In the course of ten pages we go from a young girl getting a strange gift to her literally destroying cities with said gift. The body count is immeasurable. To say a lot of people get killed would be an understatement. Carnadine and the other members of the “club” use a map of the US to stick needles on cities, like voodoo on a mass scale, New Orleans, Baltimore, San Antonio (“There were some of us who liked that place and wished that it could have been spared.”), and so on down the line. The situation escalates so much in such a short space that it becomes funny in a fucked-up way, having just the right cadence for a dark joke. Had Lafferty written this as a serious story (although I do think he’s trying to make a serious point with it, which is not the same thing) it would surely be one of the bleakest SF short stories of the ’60s. But thankfully it’s not serious.
A Step Farther Out
Sorry for another short review (by my standards), but then this is a concise story, and a very nicely constructed one at that. Lafferty has surprised me a couple times and this is one of them. When to authors I’m not personally fond of I’m always (maybe not “always,” I do have limits, but you know what I mean) up for giving them another chance. I mean for fuck’s sake I’ve read more than one Piers Anthony novel and I’m looking to read another one soon. Lafferty is a much better writer than Anthony, even if he can be too much for me, so we’ll be seeing him here again eventually—so in like, a year, maybe two years depending.

* [Set task]: Reproduce a passage from the Lafferty review, beginning at the words "A Step Farther" and stopping after "two years depending.". The items have no connection to the review of Lafferty's stories.

* [Record set]:
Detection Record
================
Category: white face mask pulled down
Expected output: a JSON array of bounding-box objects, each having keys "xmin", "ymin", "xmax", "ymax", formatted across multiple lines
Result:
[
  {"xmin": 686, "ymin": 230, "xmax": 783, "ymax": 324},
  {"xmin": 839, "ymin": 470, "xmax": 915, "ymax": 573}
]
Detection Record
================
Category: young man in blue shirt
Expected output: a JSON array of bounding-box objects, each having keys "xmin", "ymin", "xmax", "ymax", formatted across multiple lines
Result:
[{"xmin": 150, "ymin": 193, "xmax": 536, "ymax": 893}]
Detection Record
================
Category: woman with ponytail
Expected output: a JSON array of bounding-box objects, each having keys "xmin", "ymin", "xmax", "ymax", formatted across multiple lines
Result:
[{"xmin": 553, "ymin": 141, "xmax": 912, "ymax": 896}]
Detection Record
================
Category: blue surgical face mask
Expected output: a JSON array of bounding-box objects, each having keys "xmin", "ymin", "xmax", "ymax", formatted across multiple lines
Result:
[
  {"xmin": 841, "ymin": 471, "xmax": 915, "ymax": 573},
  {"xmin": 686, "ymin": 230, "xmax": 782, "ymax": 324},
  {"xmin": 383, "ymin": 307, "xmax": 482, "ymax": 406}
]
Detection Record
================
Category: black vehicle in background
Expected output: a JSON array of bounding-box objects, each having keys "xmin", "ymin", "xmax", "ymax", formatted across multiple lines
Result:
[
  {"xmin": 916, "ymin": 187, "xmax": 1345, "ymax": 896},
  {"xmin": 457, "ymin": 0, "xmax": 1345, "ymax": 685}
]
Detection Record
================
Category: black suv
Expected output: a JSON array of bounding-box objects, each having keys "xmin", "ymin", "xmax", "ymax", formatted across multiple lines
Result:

* [Task output]:
A Step Farther Out
Sorry for another short review (by my standards), but then this is a concise story, and a very nicely constructed one at that. Lafferty has surprised me a couple times and this is one of them. When to authors I’m not personally fond of I’m always (maybe not “always,” I do have limits, but you know what I mean) up for giving them another chance. I mean for fuck’s sake I’ve read more than one Piers Anthony novel and I’m looking to read another one soon. Lafferty is a much better writer than Anthony, even if he can be too much for me, so we’ll be seeing him here again eventually—so in like, a year, maybe two years depending.